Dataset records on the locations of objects
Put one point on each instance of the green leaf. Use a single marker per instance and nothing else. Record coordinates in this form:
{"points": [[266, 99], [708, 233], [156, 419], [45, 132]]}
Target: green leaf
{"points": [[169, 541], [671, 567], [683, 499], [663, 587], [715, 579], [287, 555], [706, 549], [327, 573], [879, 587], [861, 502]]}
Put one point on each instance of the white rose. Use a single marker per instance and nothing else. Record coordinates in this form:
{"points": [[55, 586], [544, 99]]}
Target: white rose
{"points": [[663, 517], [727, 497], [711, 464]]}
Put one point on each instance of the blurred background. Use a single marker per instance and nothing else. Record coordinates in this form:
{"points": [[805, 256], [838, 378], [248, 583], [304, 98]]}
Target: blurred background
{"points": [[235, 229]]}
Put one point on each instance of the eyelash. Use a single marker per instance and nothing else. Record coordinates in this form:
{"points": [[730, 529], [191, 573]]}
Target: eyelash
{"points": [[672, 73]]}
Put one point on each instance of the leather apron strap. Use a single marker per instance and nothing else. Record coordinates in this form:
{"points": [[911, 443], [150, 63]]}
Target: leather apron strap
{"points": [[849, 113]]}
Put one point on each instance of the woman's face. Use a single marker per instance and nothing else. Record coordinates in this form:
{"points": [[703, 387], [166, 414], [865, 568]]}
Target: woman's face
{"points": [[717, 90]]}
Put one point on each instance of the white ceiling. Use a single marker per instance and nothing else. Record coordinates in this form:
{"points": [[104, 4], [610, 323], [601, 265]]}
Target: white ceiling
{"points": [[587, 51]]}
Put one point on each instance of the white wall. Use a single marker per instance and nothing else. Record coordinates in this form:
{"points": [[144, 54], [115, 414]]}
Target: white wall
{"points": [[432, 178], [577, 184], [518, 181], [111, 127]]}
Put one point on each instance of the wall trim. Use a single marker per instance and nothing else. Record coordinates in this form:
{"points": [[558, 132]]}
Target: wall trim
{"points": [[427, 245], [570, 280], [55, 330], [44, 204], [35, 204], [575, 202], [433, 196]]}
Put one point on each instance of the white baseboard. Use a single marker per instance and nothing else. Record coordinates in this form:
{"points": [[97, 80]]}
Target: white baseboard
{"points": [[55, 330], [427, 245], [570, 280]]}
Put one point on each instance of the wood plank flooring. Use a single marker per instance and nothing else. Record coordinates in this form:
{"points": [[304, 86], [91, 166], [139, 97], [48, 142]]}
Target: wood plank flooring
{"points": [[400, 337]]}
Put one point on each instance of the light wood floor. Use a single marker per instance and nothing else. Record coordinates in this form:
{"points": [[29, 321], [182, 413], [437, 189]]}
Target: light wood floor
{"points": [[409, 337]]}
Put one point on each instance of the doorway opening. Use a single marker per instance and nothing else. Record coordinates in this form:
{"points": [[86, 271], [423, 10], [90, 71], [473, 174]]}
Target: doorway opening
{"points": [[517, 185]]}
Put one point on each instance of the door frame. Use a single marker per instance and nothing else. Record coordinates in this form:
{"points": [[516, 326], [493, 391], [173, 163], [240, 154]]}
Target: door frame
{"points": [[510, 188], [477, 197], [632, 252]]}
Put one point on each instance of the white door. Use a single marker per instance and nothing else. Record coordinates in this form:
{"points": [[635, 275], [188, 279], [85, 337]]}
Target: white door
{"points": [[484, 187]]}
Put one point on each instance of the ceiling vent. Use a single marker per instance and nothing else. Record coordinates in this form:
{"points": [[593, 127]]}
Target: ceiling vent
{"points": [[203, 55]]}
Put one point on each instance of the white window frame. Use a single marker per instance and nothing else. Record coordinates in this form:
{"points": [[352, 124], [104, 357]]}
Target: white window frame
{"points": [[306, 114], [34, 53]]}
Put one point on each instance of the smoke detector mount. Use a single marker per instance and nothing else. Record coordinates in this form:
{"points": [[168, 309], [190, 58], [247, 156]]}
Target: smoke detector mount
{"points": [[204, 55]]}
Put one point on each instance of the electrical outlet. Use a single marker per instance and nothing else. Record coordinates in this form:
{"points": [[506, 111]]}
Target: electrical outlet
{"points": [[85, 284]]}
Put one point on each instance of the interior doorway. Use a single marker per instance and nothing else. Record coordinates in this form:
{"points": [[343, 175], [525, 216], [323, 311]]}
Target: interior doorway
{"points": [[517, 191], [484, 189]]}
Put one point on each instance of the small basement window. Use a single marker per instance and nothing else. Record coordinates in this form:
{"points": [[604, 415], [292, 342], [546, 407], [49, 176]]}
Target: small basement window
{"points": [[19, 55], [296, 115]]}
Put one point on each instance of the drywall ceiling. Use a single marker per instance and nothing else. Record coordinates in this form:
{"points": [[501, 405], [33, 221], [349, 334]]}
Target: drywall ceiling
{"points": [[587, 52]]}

---

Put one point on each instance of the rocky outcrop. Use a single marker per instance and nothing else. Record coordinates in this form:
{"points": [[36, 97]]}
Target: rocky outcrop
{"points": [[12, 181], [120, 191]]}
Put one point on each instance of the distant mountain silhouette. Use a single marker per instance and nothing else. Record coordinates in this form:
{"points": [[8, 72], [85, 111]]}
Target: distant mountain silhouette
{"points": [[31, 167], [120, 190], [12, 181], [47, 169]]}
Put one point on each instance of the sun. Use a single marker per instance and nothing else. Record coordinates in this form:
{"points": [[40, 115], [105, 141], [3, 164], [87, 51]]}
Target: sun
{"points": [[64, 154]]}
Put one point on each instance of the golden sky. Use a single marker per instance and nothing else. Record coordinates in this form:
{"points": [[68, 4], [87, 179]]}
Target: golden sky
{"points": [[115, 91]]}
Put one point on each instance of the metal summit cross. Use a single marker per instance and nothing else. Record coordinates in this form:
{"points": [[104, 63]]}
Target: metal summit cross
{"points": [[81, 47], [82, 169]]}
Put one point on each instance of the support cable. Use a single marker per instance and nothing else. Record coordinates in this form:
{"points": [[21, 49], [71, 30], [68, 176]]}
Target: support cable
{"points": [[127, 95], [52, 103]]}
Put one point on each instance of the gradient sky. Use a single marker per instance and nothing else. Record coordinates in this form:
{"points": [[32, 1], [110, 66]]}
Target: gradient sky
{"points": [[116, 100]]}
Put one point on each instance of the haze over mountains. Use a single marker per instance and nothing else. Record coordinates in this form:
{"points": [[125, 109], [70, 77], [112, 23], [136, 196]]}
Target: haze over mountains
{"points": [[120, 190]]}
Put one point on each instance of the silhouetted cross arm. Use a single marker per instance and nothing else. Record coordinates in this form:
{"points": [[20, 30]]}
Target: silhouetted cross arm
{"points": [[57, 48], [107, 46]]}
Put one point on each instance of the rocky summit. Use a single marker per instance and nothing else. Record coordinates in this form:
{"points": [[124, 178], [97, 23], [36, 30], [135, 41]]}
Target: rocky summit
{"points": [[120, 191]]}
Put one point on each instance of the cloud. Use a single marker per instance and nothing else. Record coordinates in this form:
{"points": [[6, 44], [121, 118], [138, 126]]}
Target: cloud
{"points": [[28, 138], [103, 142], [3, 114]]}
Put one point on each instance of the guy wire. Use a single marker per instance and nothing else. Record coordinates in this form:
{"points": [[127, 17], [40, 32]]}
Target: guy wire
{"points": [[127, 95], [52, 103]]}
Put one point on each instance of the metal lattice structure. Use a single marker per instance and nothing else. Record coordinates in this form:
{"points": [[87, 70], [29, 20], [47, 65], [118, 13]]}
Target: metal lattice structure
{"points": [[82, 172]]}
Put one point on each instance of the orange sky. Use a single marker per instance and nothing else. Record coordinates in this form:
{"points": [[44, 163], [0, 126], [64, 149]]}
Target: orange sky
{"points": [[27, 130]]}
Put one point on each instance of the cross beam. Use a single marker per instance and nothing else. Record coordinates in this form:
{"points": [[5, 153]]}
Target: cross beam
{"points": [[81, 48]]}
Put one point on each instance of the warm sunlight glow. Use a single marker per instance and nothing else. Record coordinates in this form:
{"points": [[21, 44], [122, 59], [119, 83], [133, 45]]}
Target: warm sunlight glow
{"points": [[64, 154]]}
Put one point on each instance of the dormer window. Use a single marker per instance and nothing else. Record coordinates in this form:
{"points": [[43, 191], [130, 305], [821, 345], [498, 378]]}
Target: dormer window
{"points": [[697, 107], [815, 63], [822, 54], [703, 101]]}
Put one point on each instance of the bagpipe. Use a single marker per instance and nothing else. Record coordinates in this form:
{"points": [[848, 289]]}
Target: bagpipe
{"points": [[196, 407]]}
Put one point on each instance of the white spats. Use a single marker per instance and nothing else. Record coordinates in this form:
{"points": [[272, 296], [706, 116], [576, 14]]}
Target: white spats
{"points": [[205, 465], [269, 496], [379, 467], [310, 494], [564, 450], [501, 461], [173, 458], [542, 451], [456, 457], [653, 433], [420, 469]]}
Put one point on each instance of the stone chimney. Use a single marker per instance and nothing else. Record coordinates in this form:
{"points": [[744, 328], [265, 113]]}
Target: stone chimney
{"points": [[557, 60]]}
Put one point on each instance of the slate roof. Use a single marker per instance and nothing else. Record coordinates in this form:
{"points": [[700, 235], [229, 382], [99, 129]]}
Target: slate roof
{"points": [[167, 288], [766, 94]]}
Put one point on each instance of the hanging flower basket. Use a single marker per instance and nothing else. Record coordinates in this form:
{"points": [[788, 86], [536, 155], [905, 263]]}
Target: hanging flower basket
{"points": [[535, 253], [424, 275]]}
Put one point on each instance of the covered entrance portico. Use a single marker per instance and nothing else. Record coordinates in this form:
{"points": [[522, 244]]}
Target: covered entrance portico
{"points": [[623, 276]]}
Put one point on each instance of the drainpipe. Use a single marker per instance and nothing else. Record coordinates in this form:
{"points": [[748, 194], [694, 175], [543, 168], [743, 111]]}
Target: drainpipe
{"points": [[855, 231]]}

--- Goal ---
Locate every line in the entries above that contains the word "outlet" and copy each one. Case counts.

--- Task output ---
Put one point on each instance of the electrical outlet. Use a single marker per instance and nothing else. Record coordinates in this form:
Target: electrical outlet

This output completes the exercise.